### PASSAGE GIVEN
—————

I’m heading out for my big section hike on the PCT soon. Apparently I am a LASHer: a long-ass section hiker. I’ll start at the southern terminus and hike north for six weeks or to Kennedy Meadows (mile 702), whichever comes first. I will hike until just a few days before my 40th birthday, and then head to Colorado for a shortish birthday hiking trip with Cyn. I’ll be attempting to blog from the trail this time, instead of waiting until I get home to recreate it, but posts will be intermittent, as I reach areas with cell service. (This post is an experiment to test the WordPress phone app features before I leave.) I’ll also try to post photos along the way on Instagram (where I am prof.hiker — professor, not professional).
This will be my first big solo trip, though these days no one is ever really alone on the PCT. My biggest anxieties about this solo endeavor are (1) missing Cyn, both in general and as my hiking partner, and relatedly (2) not finding any people I really connect with along the way, or feeling overwhelmed by the social aspects of the trail. A distant third anxiety is rattlesnake danger.
My training hasn’t been great for this trip. I fell into a slump after the election and just never got back on a consistent gym schedule. And over the last month or so almost all of my time has been spent feverishly trying to meet my writing deadlines before the hike. But I’ve been walking around town regularly and doing some longer day hikes with a full pack (less to strengthen my legs than to condition my feet), so that will have to suffice. The terrain will be a lot less challenging than the huge elevation changes on the JMT, at least.

—————

### STORED ROWS
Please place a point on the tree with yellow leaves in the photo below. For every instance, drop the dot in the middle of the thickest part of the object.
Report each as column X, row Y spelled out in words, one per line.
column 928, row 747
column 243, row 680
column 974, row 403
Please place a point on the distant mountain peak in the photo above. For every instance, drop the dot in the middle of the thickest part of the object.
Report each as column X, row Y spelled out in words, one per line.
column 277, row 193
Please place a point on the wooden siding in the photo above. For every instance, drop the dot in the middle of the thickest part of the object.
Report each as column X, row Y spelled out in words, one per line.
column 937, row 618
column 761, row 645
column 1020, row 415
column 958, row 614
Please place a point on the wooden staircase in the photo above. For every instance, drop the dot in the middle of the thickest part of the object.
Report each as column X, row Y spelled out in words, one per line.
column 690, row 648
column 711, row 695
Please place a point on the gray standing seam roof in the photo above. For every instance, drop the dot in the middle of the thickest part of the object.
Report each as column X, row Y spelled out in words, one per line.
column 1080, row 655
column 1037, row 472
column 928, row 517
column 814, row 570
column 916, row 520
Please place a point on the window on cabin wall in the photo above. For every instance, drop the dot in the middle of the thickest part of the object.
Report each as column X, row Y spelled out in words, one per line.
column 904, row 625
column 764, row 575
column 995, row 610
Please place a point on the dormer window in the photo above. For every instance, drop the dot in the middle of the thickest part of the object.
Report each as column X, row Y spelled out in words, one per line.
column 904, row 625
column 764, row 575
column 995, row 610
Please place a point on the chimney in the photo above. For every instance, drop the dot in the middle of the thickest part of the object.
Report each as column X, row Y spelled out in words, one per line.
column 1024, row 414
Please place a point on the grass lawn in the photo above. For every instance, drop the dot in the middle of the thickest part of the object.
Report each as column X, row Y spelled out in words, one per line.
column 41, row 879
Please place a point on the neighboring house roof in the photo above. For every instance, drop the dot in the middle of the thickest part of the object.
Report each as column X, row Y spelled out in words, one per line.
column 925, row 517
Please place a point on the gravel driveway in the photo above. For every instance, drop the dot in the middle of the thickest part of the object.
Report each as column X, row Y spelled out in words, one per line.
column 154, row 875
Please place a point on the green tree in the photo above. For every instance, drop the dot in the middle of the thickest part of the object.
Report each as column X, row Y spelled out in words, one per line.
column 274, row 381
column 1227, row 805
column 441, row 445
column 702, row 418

—————

### THINGS TO DO
A) Please render the records from the line containing "Please place a point on the distant" through the line containing "column 277, row 193" as a JSON list of strings, one string per line and no blank lines.
B) Carry the post about the upcoming PCT section hike forward from the point where it ends.

### ANSWERS BELOW
A)
[
  "Please place a point on the distant mountain peak in the photo above. For every instance, drop the dot in the middle of the thickest part of the object.",
  "Report each as column X, row Y spelled out in words, one per line.",
  "column 277, row 193"
]

B)
My pack’s base weight (everything I’m carrying except for water and food, but including the pack itself and the weight of my empty water bottles & food bag) is a little under 13 pounds, which is not too shabby. I’m going stoveless and taking a little more than seven liters capacity for water, though in this wet year I hope to only have to carry 3-4 liters at a time. I’ve only made two noteworthy gear changes. I’m carrying an umbrella to help fend off the desert sun — I rigged my pack like this so I can carry it hands-free while on the move, but mostly anticipate using it for shade breaks mid-day while I wait out the hottest hours. And I bought myself an early birthday present of a super lightweight solo tent. I’ve practiced pitching it a few times, including one incredibly windy afternoon after a day hike. That one took me two tries to get the tent up, but it was good practice for the wind that’ll be whipping across the desert!
(Can’t figure how to make a photo caption in the app — here I’m celebrating my successful pitch as the wind billows out my little spaceship tent that weighs only about one pound!)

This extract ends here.